Task to carry out
Each entry must appear in the answer exactly as written.
═════ Dataset
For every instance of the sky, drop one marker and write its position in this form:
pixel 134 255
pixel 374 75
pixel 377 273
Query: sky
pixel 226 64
══════════
Response to this task
For every instance of the sky, drop one marker and write its position in this form:
pixel 134 255
pixel 374 75
pixel 377 273
Query: sky
pixel 226 64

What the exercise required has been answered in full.